■ TASK TO COMPLETE
Copy out every line of the records from the line with "Task: point out the distant" through the end of the records, requests included, and shift each coordinate in the answers up by 11.
____________
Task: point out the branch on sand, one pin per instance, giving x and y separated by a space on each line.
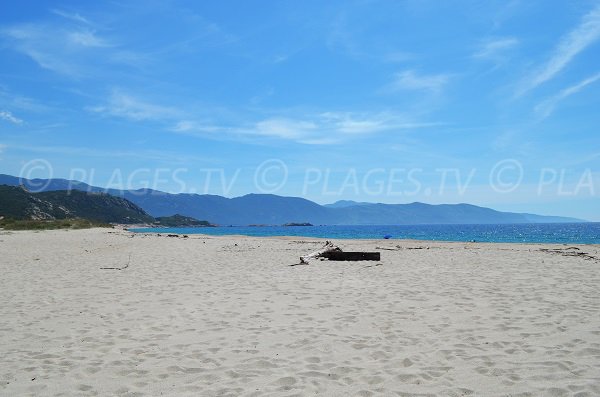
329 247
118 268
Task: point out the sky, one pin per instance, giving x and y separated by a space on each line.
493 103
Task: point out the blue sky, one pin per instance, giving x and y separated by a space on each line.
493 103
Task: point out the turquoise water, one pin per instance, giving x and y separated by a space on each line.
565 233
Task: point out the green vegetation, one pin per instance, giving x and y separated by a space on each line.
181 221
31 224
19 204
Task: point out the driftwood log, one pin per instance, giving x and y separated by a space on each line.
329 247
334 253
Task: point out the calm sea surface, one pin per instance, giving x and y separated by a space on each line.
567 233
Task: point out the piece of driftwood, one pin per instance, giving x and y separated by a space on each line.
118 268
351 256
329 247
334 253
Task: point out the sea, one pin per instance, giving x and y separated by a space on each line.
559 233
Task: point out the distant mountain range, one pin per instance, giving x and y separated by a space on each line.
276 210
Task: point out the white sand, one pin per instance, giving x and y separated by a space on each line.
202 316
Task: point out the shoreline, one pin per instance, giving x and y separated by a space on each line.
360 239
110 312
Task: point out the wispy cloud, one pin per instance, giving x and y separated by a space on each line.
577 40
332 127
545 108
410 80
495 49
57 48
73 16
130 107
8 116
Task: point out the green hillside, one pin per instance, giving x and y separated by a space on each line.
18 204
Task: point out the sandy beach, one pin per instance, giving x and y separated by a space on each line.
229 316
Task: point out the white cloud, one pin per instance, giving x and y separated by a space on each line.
____________
■ SOLUTION TO THIS PROBLEM
Task: point out the distant mountain range, one pin per instance, giving x and y separated by a space on each line.
287 221
Task: point out the white sand, one pin per instance, giving x and y separated by a space on each line.
213 327
Task: point out the shoreline, one pin per instance, giving x and y separated by a space on each line.
371 250
121 323
Task: point out the wispy cloud, one pin per instance, giving x and y separated by a space on each line.
588 51
343 138
556 119
421 91
506 60
68 59
84 27
141 118
19 127
Task: point out the green hillside, one pin per instance, giving x and y separated by a space on each line.
29 215
Task: point out the sandy beach, one pin per instance, giving x and y separated by a space on each line.
240 327
Task: point out the white cloud, one pin per instance, giving x and y separated by a space on each line.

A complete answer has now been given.